### [Problem description]
Starting at the line containing "gravel path in the image above." and ending at the last line of the listing below, write those lines out again, requests included, with every bounding-box coordinate in the answers scaled by 0.35 and rounded to a whole number, halves rounded up. Leave all other numbers unchanged.

### [Data listing]

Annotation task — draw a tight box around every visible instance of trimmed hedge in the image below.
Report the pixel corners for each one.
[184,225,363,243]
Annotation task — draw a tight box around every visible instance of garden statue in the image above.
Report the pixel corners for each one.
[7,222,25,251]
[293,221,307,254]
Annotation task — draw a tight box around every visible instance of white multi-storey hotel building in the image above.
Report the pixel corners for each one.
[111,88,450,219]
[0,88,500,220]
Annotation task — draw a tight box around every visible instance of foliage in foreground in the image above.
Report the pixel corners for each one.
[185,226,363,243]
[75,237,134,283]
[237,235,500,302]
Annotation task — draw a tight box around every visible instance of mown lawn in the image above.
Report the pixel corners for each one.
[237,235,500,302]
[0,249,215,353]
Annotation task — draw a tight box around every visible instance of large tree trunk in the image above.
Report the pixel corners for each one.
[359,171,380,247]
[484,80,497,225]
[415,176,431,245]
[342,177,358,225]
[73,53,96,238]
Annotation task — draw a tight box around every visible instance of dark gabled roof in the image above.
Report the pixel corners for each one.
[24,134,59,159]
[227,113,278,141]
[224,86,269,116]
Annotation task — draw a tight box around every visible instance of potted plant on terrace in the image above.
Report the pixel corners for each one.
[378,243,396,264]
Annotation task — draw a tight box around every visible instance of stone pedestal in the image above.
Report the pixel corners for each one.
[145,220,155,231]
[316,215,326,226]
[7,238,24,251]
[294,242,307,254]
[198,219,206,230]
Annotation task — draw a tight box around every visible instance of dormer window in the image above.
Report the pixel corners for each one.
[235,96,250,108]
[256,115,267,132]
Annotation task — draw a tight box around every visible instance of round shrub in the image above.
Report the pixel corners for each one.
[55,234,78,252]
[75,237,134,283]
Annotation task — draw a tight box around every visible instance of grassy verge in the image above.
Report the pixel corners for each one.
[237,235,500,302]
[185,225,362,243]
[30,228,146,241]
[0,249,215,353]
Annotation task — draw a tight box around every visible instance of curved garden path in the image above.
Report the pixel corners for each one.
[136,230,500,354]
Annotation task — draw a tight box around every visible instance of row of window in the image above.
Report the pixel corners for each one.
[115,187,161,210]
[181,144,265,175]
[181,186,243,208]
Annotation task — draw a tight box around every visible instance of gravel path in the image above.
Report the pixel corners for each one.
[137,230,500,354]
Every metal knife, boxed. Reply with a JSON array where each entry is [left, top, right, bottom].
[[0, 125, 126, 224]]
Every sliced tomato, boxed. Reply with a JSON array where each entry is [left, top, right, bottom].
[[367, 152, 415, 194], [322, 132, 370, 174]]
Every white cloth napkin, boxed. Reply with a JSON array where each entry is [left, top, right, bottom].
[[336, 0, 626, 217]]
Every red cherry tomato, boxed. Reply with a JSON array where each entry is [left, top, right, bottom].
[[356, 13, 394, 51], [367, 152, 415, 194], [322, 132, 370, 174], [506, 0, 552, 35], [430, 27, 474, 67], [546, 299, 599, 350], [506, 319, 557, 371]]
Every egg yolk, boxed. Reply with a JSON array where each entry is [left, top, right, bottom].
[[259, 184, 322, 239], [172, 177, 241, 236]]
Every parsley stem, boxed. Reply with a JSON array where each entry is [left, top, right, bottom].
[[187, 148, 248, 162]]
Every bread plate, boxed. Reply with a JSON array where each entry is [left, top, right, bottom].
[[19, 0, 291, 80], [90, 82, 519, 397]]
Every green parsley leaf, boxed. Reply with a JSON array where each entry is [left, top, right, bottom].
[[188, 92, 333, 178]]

### [Complete answer]
Annotation task — draw a tight box around every visible instance of gravel path in the image above.
Report the pixel corners for each one.
[48,81,175,124]
Every metal knife, boxed. Reply with a JSON array where each entry is [left, top, right, bottom].
[[0, 44, 44, 78]]
Every sliced tomato, boxed. Reply with a JSON array where each entry is [left, top, right, bottom].
[[128, 53, 145, 68], [113, 46, 130, 61]]
Every white cloth napkin, boxed. Reply with a JSON array where each entry is [left, top, right, bottom].
[[118, 0, 219, 76]]
Every red cherry tomato, boxed. Reply with a JSON array where each entry is [left, top, right, bottom].
[[125, 5, 138, 18], [128, 53, 145, 68], [113, 46, 130, 61], [177, 0, 193, 12], [151, 9, 166, 23], [191, 105, 210, 123], [177, 112, 195, 130]]
Every egg yolk, boxed. Reply with a JSON array where each entry is [left, top, right, bottom].
[[91, 64, 113, 84], [60, 62, 84, 83]]
Every parsley stem, boxed. Reply with a JSON array where each entry is [left, top, right, bottom].
[[65, 52, 87, 57]]
Every bread plate, boxed. Reply with a JSON array where each entry is [left, top, right, bottom].
[[7, 0, 102, 28], [32, 29, 182, 139]]
Every green parsley leaf, boxed. Reply with a JSON array where each entry is [left, top, right, bottom].
[[66, 32, 117, 62]]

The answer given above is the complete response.